Third class Russian night trains resemble pantries. Long corridors are lined with shelves on which humans are stacked like sacks of potatoes. The nature of the journey depends entirely on who happens to be sleeping on the neighbouring shelves. Settling down for the thirty hour journey to Yekaterinburg, I anticipated unparalleled opportunities for sleep and slovenliness for I was accompanied by only a timid Japanese lady. Everything changed when Pavlik appeared.
He was a dirty, ruddy Russian in a poor state of repair. He slammed a beer and a box of “Peter I” cigarettes on the table and started cursing under his breath. He opened the beer with a combination of brute strength and his shirt and tried to drink it so quickly that it sprayed all over him and the table. He turned and stared at me. He had swollen lips and his nose was smeared across his face. His eyebrows were interrupted by jagged scars and he didn’t look forwards but upwards, for his head was permanently drooping downwards. His ears were ragged like a dog had been at them. He looked like he would steal anything he laid his eyes on and I thanked my lucky stars I was on the bottom shelve and could shut my bag up safely underneath me. Despite my discomfort I couldn’t help but notice a certain sadness in Pavlik’s eyes and I decided that as long as he didn’t steal anything I would try and raise his spirits.
He started watching something on his phone that sounded like the unfolding of some kind of trauma. There were heart rending screams so loud that I could concentrate on nothing but ignoring them. The Japanese lady looked terrified and the whole carriage was eyeing Pavlik nervously. He went away and returned with two more beers. He turned to me, and peering up from below his eyebrows asked me if I had any salt. At first I thought he meant drugs, but he pointed to a pot of potato paste he was eating and I realised he genuinely thought I might have salt in my rucksack.
Pavlik passed me a beer and told me to drink as much as I liked. I didn’t much feel like drinking but I had to be polite. I opened it and it sprayed over the Japanese lady. I assumed Pavlik had deliberately shaken it. She was now very nervous and slightly damp. I was apprehensive for my own reasons: when you accept drinks from a Russian alcoholic you quickly rack up disproportionate debts and I worried that a few sips now would later equate to a few bottles owed in Pavlik’s drink sodden brain. But at that moment Pavlik seemed to be on the right side of the fine line between incredibly friendly and incredibly violent and I wanted to keep it that way.

■ Goals:
1. Condense the paragraph of the night train story that opens "He started watching something on his phone" while keeping its main facts.
2. Extend the night train story beyond its last paragraph.
The material after this point is separate from the night train story.

■ Recorded data:
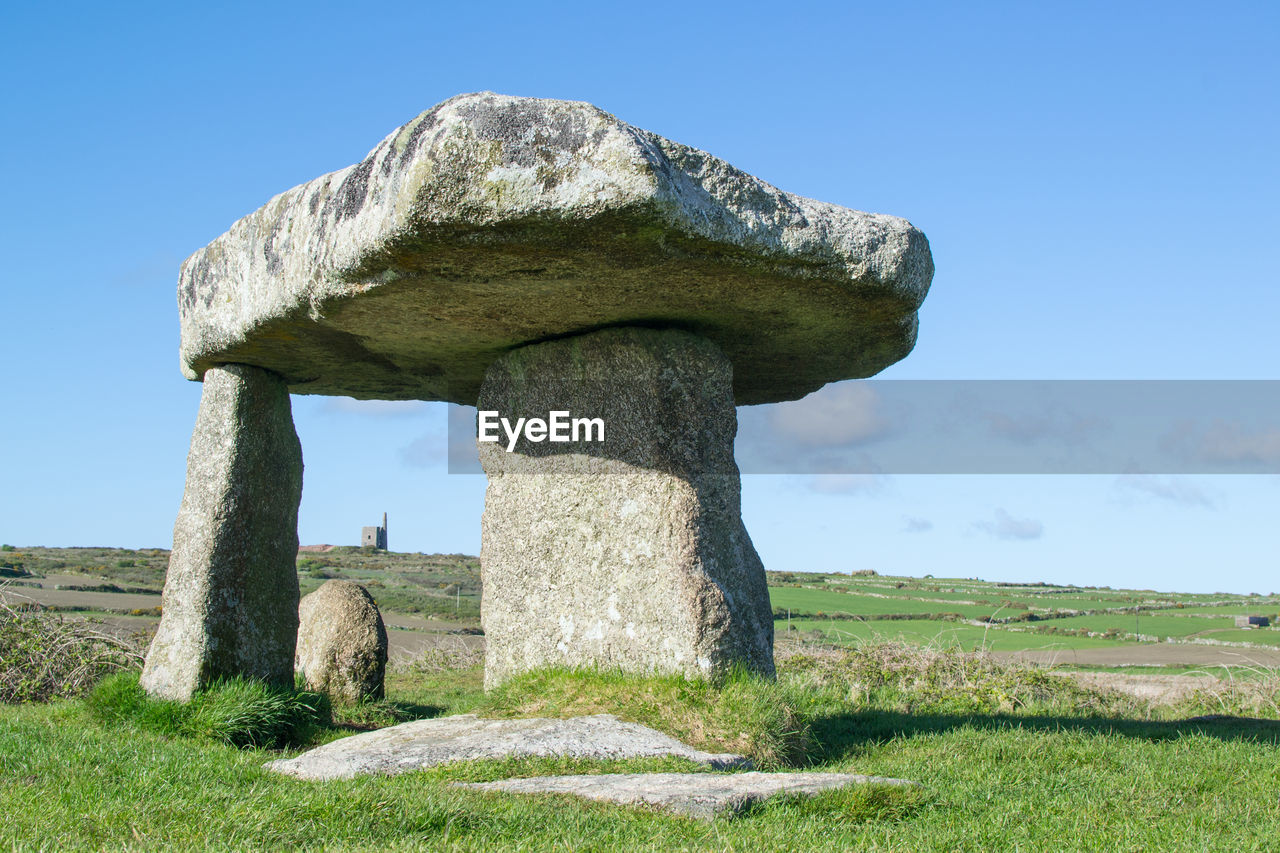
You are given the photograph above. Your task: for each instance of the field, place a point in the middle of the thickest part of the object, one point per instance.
(434, 600)
(1120, 742)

■ Answers to the exercise:
1. Pavlik played something on his phone that sounded like a trauma unfolding, with screams too loud to think past. The Japanese lady looked terrified, and the whole carriage watched him nervously. He left and came back with two more beers. Then he asked the narrator for salt. That sounded at first like a request for drugs, until he pointed to the pot of potato paste he was eating.

2.
After a while, Pavlik’s friend Zhenya joined us. He insisted on being called Jonny. He was in a better state of repair than Pavlik and he was polite and coherent which was a breath of fresh air. This air was soon soured, however, when I saw a Swastika tattoo on his leg. This Swastika tattoo was of some concern (not least of all because my nose traces a distinctly Jewish curve), although this concern was diminished by the fact that Jonny was a very nice guy.
An Azerbaijani sitting adjacent provided a comforting presence. His face was plane, his arms Herculean and he had the reassuring smile of a man who lives by the principles of fairness and competence, the perfect foil to the injustice and incompetence that have defined my recent past.
Nearby lay an angry looking man with protruding eyes and a moustache with a mind of its own. The whole journey he wore shiny black flares, shiny black winkle pickers and nothing on his top apart from a dense chest of hair, a mane of pimples and a thick gold chain. Every few hours he jealously escorted his wife to the toilet for something.
Other passengers entertained themselves with food. I saw a family of four delight in the delicate pleasure of peeling quail eggs. Ali the Azerbaijani spent two hours shelling a mountain of sunflower seeds, heaping the golden seeds and the black shells in two separate piles. It was curious to see a colossal man engaged in such a dexterous pursuit. When he had finished he didn’t eat them. He put them in a bag and gave them to me and Pavlik, explaining he simply enjoys shelling the seeds but hates eating them.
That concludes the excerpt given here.